About this exercise: Extend the text on television writers' rooms by writing what comes after its last line.

Text section:

An executive producer is a writer and second in charge and may act on behalf of the showrunner.

Producers in television writer's rooms are typically writers who have moved up the room hierarchy. This group includes co-producers. They are involved in script approvals, casting, production and creative direction. A line producer is a managerial position, and often not a writer.

Executive story editor is a mid-level writer in charge of groups of staff writers.

Staff writer is an entry level writing position, reserved for someone working on their first or second scripts.

Writers' assistant is often a coveted early-career job in the industry. The assistant takes notes in the room and interacts with the writers and creators. They learn the business from the inside and make contacts. They do research, produce web material and occasionally make creative pitches.

Bill Lawrence, a television screenwriter, has said that:

... the end credits of a TV show, it will say staff writer, story editor, executive story Editor, co-producer, producer, supervising producer, co-executive producer, executive producer. (While) (s)omeone else will (also) be executive producer because they help to run the room, every other title is just ... writer who's been here one year, writer who's been here two years, writer who's been here three years, ... and it's just a pay scale.

==Notable writers' rooms==

- I Love Lucy with Madelyn Pugh, Bob Carroll, Jr., Bob Schiller and Bob Weiskopf
- Your Show of Shows with Mel Brooks, Carl Reiner, Howard Morris, Woody Allen, Tony Webster, Lucille Kallen, Selma Diamond, Danny Simon, Mel Tolkin, Max Liebman, Sid Caeser and Neil Simon. Five years after the Holocaust and in the midst of the Blacklist (which frequently targeted Jewish writers) it has been noted that they were all Jewish except for Webster.
- The Smothers Brothers Comedy Hour with Steve Martin, Carl Gottlieb, Rob Reiner, Allan Blye, Mason Williams Pat Paulsen, Tony Webster, Ron Clark and Bob Einstein
- The Dana Carvey Show with Steve Carell, Louis C.K., Stephen Colbert, Robert Smigel, Robert Carlock, Jon Glaser, Dino Stamatopoulos and Dana Carvey
- The Dick Van Dyke Show with Carl Reiner, Garry Marshall, Sam Denoff, Sheldon Keller, Dale McRaven, John Whedon, and Jerry Belson.
- SCTV (1976–1981) with Rick Moranis, Eugene Levy, Harold Ramis, John Candy, Joe Flaherty, Catherine O'Hara, and Dave Thomas.
- Saturday Night Live with Bill Murray, Chevy Chase, Al Franken, Rob Smigel, Conan O'Brien, Bob Odenkirk, Gilda Radner and many others.

The data:
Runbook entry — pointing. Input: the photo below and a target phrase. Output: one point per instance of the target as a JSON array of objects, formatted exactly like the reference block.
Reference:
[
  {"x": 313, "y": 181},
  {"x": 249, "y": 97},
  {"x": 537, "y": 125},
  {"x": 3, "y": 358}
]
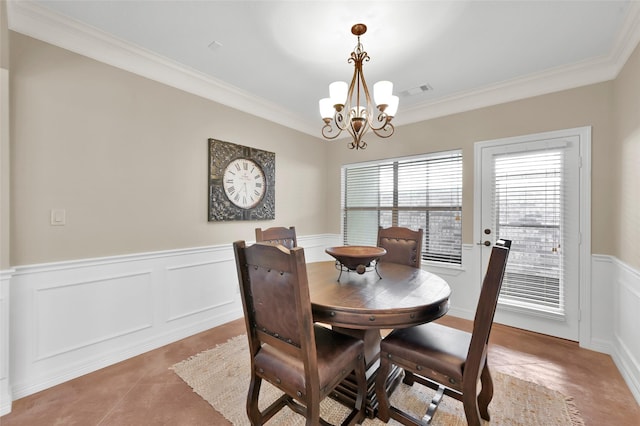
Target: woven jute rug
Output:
[{"x": 221, "y": 377}]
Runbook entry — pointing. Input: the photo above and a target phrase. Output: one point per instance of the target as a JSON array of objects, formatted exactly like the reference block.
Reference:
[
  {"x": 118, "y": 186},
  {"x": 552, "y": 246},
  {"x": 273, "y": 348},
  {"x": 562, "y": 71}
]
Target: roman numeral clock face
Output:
[{"x": 244, "y": 183}]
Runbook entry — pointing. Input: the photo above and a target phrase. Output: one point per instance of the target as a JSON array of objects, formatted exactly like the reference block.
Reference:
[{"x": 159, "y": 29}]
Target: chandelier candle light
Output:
[{"x": 344, "y": 109}]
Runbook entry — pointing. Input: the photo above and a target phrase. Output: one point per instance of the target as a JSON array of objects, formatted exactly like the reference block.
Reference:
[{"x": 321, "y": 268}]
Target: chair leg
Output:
[
  {"x": 470, "y": 403},
  {"x": 433, "y": 406},
  {"x": 255, "y": 417},
  {"x": 486, "y": 393},
  {"x": 381, "y": 391}
]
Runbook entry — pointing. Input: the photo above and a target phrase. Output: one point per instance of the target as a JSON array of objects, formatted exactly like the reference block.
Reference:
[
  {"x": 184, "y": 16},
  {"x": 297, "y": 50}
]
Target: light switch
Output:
[{"x": 58, "y": 217}]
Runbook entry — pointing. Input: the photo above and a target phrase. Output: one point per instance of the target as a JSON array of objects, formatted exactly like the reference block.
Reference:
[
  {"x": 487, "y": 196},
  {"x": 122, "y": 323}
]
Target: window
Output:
[
  {"x": 418, "y": 192},
  {"x": 528, "y": 209}
]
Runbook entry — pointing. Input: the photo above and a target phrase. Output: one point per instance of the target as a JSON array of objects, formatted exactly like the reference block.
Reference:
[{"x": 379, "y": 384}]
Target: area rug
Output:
[{"x": 221, "y": 377}]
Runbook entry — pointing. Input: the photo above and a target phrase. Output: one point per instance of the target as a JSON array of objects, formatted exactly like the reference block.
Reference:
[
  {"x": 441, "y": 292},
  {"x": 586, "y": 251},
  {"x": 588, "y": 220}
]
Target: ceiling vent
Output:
[{"x": 416, "y": 90}]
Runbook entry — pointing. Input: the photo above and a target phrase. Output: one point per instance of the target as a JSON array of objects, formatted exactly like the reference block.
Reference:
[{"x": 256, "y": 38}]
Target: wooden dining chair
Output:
[
  {"x": 403, "y": 245},
  {"x": 304, "y": 360},
  {"x": 278, "y": 235},
  {"x": 447, "y": 359}
]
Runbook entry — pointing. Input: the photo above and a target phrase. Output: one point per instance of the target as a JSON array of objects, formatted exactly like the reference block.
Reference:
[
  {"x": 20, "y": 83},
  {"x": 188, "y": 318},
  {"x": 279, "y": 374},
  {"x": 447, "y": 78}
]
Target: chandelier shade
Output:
[{"x": 350, "y": 108}]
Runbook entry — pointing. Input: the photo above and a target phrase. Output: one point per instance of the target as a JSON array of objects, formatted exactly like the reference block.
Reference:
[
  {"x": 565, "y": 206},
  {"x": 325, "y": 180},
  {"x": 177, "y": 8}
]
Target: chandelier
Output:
[{"x": 349, "y": 107}]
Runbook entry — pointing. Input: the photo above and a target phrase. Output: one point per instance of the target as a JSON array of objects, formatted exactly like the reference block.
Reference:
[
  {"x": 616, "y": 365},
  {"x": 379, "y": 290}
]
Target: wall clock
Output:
[{"x": 241, "y": 182}]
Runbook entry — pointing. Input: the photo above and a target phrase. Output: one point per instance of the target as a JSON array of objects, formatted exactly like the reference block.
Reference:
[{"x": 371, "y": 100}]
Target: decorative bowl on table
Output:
[{"x": 356, "y": 258}]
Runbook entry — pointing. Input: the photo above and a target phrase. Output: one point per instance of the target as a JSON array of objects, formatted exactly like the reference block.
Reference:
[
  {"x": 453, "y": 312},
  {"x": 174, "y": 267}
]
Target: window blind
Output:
[
  {"x": 418, "y": 192},
  {"x": 528, "y": 209}
]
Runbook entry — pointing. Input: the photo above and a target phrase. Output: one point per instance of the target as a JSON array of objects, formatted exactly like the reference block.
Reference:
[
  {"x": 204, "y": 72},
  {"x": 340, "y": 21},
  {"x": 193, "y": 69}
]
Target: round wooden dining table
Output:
[{"x": 362, "y": 305}]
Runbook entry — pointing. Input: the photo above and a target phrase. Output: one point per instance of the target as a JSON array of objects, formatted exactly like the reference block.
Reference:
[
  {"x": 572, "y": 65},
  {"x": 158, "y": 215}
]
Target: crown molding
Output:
[
  {"x": 41, "y": 23},
  {"x": 38, "y": 22},
  {"x": 593, "y": 71}
]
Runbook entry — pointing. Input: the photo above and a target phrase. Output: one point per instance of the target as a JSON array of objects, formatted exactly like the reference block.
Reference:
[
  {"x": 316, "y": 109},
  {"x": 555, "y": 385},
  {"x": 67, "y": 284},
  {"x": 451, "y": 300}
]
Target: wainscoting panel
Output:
[
  {"x": 626, "y": 310},
  {"x": 5, "y": 384},
  {"x": 71, "y": 318},
  {"x": 195, "y": 288},
  {"x": 84, "y": 313}
]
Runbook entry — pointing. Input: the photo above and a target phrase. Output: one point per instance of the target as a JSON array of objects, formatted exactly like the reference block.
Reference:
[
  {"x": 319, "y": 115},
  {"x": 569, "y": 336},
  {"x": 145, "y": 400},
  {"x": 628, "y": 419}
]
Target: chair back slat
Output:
[
  {"x": 488, "y": 301},
  {"x": 278, "y": 235}
]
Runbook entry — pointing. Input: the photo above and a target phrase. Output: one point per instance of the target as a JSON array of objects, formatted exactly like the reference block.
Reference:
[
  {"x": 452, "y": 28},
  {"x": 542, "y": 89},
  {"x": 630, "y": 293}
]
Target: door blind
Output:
[
  {"x": 419, "y": 192},
  {"x": 528, "y": 209}
]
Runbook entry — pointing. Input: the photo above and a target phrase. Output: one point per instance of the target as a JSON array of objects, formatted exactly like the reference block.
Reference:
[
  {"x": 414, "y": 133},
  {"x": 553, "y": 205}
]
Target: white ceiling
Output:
[{"x": 275, "y": 59}]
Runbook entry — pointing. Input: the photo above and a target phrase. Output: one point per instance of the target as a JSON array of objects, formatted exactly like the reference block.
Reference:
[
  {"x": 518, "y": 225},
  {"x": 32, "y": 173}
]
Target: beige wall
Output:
[
  {"x": 4, "y": 139},
  {"x": 127, "y": 159},
  {"x": 587, "y": 106},
  {"x": 626, "y": 221}
]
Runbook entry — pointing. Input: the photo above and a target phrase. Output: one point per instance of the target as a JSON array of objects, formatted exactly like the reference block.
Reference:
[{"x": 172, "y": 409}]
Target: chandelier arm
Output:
[
  {"x": 328, "y": 129},
  {"x": 354, "y": 117}
]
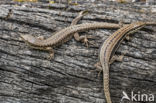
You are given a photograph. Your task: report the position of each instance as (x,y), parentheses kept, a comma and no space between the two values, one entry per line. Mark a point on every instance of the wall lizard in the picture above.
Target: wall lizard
(64,35)
(109,47)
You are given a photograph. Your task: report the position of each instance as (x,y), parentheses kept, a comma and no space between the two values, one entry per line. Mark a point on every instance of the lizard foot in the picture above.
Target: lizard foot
(86,41)
(117,58)
(98,68)
(51,52)
(40,37)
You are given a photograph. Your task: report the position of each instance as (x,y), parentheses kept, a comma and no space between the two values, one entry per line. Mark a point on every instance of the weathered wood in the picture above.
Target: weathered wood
(26,76)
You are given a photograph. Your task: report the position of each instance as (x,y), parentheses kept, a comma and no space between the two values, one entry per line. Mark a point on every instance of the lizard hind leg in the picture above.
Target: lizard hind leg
(51,52)
(117,57)
(98,68)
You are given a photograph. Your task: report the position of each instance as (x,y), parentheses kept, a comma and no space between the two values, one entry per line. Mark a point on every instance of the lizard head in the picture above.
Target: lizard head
(28,38)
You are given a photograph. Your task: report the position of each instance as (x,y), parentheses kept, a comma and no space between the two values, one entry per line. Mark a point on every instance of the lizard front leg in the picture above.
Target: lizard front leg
(83,39)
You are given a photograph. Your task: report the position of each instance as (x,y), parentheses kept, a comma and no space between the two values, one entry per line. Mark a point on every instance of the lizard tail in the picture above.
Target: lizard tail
(106,86)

Expected output:
- Late Night with Conan O'Brien (circa 1993-1994) with Tom Agna, Andy Richter, Conan O'Brien, Louis C.K., Bob Odenkirk, Robert Smigel, and Dino Stamatopoulos.

==In popular culture==
The Dick Van Dyke Show ran on CBS from 1961–1967. One of the show's leading story lines centered on the work of television comedy writer Rob Petrie (Dick Van Dyke), the head writer for the fictional Alan Brady Show in New York. The show was based on Carl Reiner's life and was an early television depiction of a writers' room.

The Writers' Room was a 2013–2014 American television talk show hosted by screenwriter and actor Jim Rash. Each episode featured a behind-the-scenes look at the writing staff of popular television series.

In the fifth and final season of The Marvelous Mrs. Maisel, stand-up comedian Midge Maisel is largely relegated to a writers' room.

The Writers Room, founded in 1978, is a workspace in New York City where writers work on their projects and have access to reference materials and fellow writers.

==Shows without a writers' room==
Not every show uses a writers' room - some shows, especially in the UK, where writers' rooms are rarely used, either use a single writer or hire freelancers on a per-episode basis. HBO's Michael Lombardo said in 2015 that he preferred British scripts because they were more "voice-driven" for not being from a writers' room.

==Criticisms==
Criticisms include lack of diversity, including age, gender, socio-economic and racial/ethnic backgrounds; hierarchical structure which leads to a toxic culture where junior writers are overlooked, abused and exploited; stress from long hours and high pressure to meet tight schedules; lack of credit for junior writers; lack of job security and need for a living wage; and, sexism.